» **PROBLEM TO SOLVE**:
Reproduce the entries below in full, word for word.

..............................

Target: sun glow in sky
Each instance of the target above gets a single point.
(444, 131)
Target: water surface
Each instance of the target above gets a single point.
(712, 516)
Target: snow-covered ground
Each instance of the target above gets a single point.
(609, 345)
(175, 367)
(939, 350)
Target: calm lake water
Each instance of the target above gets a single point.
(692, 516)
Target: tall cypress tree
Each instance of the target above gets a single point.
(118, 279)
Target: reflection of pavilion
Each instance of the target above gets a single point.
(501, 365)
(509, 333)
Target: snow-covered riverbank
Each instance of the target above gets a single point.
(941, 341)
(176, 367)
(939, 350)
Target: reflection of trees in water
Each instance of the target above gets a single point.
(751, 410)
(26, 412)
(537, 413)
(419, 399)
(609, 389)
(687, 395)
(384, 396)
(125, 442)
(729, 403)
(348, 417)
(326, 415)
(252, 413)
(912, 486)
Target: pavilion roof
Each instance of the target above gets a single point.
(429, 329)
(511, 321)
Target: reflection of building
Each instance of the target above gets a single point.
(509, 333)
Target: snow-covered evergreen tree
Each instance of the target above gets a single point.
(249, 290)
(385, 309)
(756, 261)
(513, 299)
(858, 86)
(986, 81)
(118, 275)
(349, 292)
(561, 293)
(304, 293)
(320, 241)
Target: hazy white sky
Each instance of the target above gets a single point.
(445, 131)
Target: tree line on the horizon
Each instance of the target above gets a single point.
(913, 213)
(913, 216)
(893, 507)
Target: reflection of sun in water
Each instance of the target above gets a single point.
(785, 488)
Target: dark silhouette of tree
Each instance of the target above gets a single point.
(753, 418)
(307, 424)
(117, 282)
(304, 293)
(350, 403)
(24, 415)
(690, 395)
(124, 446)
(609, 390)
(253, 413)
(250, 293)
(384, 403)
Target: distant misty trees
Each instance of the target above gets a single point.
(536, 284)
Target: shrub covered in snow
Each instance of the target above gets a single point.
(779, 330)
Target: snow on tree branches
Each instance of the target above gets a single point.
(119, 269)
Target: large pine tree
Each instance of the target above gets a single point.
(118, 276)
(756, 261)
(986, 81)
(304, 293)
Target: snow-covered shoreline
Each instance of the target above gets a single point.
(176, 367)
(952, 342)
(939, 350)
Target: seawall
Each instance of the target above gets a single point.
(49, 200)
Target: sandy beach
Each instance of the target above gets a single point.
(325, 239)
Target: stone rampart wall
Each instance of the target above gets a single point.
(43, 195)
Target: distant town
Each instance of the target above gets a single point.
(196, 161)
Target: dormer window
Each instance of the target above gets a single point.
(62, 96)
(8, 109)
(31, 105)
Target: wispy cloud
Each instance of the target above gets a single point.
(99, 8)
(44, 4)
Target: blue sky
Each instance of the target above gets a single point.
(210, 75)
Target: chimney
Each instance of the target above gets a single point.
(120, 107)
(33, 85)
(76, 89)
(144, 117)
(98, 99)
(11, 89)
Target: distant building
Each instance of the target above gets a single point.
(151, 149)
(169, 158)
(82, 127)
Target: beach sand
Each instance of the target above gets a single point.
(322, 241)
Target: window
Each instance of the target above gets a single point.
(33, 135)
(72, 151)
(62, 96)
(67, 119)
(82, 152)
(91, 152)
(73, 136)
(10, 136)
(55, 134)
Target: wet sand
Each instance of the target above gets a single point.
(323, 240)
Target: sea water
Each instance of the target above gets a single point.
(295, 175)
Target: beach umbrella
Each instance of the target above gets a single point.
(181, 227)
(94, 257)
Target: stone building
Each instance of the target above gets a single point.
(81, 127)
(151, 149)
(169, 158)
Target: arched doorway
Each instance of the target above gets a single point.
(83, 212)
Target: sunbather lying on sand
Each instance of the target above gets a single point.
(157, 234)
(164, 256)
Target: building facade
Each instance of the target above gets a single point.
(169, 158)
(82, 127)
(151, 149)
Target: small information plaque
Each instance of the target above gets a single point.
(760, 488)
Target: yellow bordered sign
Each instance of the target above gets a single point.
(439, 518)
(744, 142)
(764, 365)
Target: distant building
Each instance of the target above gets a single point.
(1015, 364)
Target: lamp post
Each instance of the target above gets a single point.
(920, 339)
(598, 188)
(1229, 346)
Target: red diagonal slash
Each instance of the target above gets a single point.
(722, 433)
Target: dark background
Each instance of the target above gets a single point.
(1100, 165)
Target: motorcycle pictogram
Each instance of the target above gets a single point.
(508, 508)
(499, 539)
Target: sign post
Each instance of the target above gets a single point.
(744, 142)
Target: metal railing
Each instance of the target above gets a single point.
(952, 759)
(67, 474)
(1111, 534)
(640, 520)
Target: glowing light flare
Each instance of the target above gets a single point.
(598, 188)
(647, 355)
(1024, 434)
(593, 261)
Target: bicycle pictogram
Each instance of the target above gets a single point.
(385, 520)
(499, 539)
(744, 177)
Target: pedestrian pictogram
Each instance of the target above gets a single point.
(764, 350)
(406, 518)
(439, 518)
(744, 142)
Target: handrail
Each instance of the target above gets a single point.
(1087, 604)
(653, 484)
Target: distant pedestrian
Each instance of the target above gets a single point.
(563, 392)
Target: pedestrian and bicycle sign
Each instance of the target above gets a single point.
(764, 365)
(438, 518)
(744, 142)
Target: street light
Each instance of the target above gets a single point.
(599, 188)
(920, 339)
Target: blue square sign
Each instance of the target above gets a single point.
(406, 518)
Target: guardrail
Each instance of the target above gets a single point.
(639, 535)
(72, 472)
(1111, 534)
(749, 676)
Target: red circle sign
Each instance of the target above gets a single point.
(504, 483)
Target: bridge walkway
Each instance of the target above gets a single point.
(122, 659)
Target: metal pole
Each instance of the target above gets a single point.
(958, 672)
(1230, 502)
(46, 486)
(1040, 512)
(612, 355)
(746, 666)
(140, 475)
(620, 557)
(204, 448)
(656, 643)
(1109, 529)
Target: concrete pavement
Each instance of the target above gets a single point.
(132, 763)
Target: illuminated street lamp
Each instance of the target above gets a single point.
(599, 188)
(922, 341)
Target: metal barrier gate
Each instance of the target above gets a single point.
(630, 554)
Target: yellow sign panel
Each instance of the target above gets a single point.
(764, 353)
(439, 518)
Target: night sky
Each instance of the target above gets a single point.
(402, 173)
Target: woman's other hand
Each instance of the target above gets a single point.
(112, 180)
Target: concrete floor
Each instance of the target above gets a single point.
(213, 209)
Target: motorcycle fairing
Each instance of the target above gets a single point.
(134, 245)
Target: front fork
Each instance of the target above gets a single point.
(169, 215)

..............................

» **WRITTEN SOLUTION**:
Target: sun glow in sky
Each instance of the target above gets a single point.
(444, 131)
Target: water surface
Each instance of the target above gets a single point.
(712, 516)
Target: snow-covered ground
Each instance of the target above gets a single point.
(609, 345)
(175, 367)
(939, 350)
Target: calm lake water
Each instance of the target above gets a single point.
(692, 516)
Target: tall cypress tree
Each instance of the target above gets a single point.
(118, 279)
Target: reflection of pavilion
Each instance of the target above gets a single point.
(501, 365)
(509, 333)
Target: snow-covered riverbank
Each instance of the target above gets a single point.
(941, 341)
(176, 367)
(939, 350)
Target: reflection of trees in water
Each instance of the target above gets a single point.
(751, 410)
(26, 412)
(537, 413)
(419, 399)
(609, 389)
(687, 395)
(384, 396)
(125, 442)
(729, 403)
(348, 417)
(326, 415)
(252, 413)
(912, 486)
Target: pavilion roof
Each instance of the target above gets a single point.
(429, 329)
(511, 321)
Target: reflection of building
Each instance of the target above gets a single point.
(509, 333)
Target: snow-covered evergreen tree
Each instance of the target above gets a single point.
(249, 290)
(385, 309)
(756, 261)
(513, 299)
(858, 86)
(986, 81)
(118, 275)
(349, 292)
(561, 293)
(304, 293)
(320, 241)
Target: hazy white sky
Each instance of the target above gets a single point.
(445, 131)
Target: tree line on the horizon
Each instance of the target above gets a single point.
(913, 213)
(913, 216)
(893, 507)
Target: reflection of sun in water
Each instance of the target above gets a single point.
(785, 488)
Target: dark silhouette of tree
Each instance of the target above gets a single point.
(753, 418)
(307, 424)
(117, 282)
(304, 293)
(350, 403)
(24, 415)
(690, 395)
(124, 446)
(609, 390)
(253, 413)
(250, 293)
(384, 403)
Target: distant misty trees
Each instance of the target above gets a single point.
(536, 284)
Target: shrub covered in snow
Each instance of the target above gets a single point.
(779, 330)
Target: snow on tree branches
Each instance of the target above gets a single point.
(119, 269)
Target: large pine tree
Each instance of the target above gets a single point.
(118, 276)
(756, 261)
(986, 81)
(304, 293)
Target: snow-covered shoreline
Each instance of the target above gets a single point.
(176, 367)
(952, 342)
(939, 350)
Target: seawall
Each instance of the target above gets a single point.
(49, 200)
Target: sandy beach
Each instance of the target above gets a single point.
(325, 239)
Target: stone rampart wall
Each instance of the target above gets a single point.
(43, 195)
Target: distant town
Each instance of the target above gets a single point.
(196, 161)
Target: dormer window
Each instance of the target above gets a single point.
(62, 96)
(8, 109)
(31, 105)
Target: wispy cloud
Each instance of the target above gets a single point.
(99, 8)
(44, 4)
Target: blue sky
Each instance of the target above gets a single point.
(210, 75)
Target: chimney
Each instance of the target above gets a single point.
(120, 107)
(33, 85)
(76, 89)
(144, 117)
(98, 99)
(11, 89)
Target: distant building
Each instance of the target above gets a single point.
(151, 149)
(169, 158)
(82, 127)
Target: beach sand
Each instance of the target above gets a single point.
(322, 241)
Target: window
Each instance of the target above gets a single point.
(33, 135)
(72, 151)
(62, 96)
(67, 119)
(82, 152)
(91, 152)
(73, 136)
(10, 136)
(55, 134)
Target: wet sand
Each instance of the target above gets a single point.
(323, 240)
Target: sea water
Each instance of the target above gets a single point.
(295, 175)
Target: beach umbrella
Each instance of the target above gets a single point.
(181, 227)
(94, 257)
Target: stone building
Each instance of the target above gets a single point.
(81, 127)
(151, 149)
(169, 158)
Target: arched doorway
Each instance of the target above gets a single point.
(83, 212)
Target: sunbather lying on sand
Each instance of the target above gets a single point.
(157, 234)
(164, 256)
Target: building facade
Each instance of the target above gets a single point.
(169, 158)
(82, 127)
(151, 149)
Target: small information plaque
Each instance of the target above gets a single point.
(760, 488)
Target: yellow bordered sign
Each instance of the target above gets a single point.
(439, 518)
(744, 142)
(764, 365)
Target: distant building
Each instance of the target above gets a single point.
(1015, 364)
Target: lamp post
Each instance of the target above gets a single point.
(920, 339)
(598, 188)
(1229, 346)
Target: red diagonal slash
Each instance of the target above gets a single point.
(722, 433)
Target: dark background
Each instance of the target above gets a single point.
(1100, 165)
Target: motorcycle pictogram
Each instance of the target above gets a single point.
(508, 508)
(499, 539)
Target: sign post
Each instance of the target above gets a single point.
(744, 142)
Target: metal railing
Each instance of the target above gets a single point.
(952, 759)
(67, 474)
(1111, 534)
(640, 520)
Target: glowing light flare
Each instance of the target above gets a single point.
(598, 188)
(647, 355)
(1024, 434)
(593, 261)
Target: bicycle pictogram
Each instance of the target above gets a single point.
(385, 520)
(499, 539)
(744, 177)
Target: pedestrian pictogram
Each instance of the target above gets a single point.
(764, 350)
(406, 518)
(439, 518)
(744, 142)
Target: handrail
Each instance of the target above gets a single point.
(1087, 604)
(653, 484)
Target: distant pedestrian
Each instance of the target above gets a single point.
(563, 392)
Target: pedestrian and bicycle sign
Each instance of the target above gets a single point.
(764, 365)
(438, 518)
(744, 142)
Target: street light
Each instance of the target above gets a single point.
(599, 188)
(920, 339)
Target: blue square sign
Each instance of the target above gets a single point.
(406, 518)
Target: guardrail
Each instance of the target above gets a single point.
(639, 535)
(72, 472)
(1111, 534)
(749, 676)
Target: red circle sign
Each instance of the target above gets a single point.
(504, 483)
Target: bridge walkway
Each instance of the target above gets a single point.
(122, 659)
Target: metal pole
Each instance of the target above gets a single point.
(958, 672)
(1230, 502)
(46, 486)
(1040, 512)
(612, 355)
(746, 666)
(140, 475)
(620, 557)
(204, 448)
(656, 643)
(1109, 529)
Target: concrete pavement
Each instance of the target above gets a single point.
(132, 763)
Target: illuminated street lamp
Each instance of the target above gets a single point.
(599, 188)
(922, 341)
Target: metal barrier gate
Each instance of the target above gets a single point.
(630, 554)
Target: yellow sign panel
Each instance of the target above gets a single point.
(764, 353)
(439, 518)
Target: night sky
Each instance of the target above gets a single point.
(402, 173)
Target: woman's other hand
Each instance of the target above gets a single point.
(112, 180)
Target: concrete floor
Each instance of the target above gets a single point.
(213, 209)
Target: motorcycle fairing
Each instance of the target above gets a single point.
(134, 245)
Target: front fork
Each instance of the target above gets a single point.
(169, 215)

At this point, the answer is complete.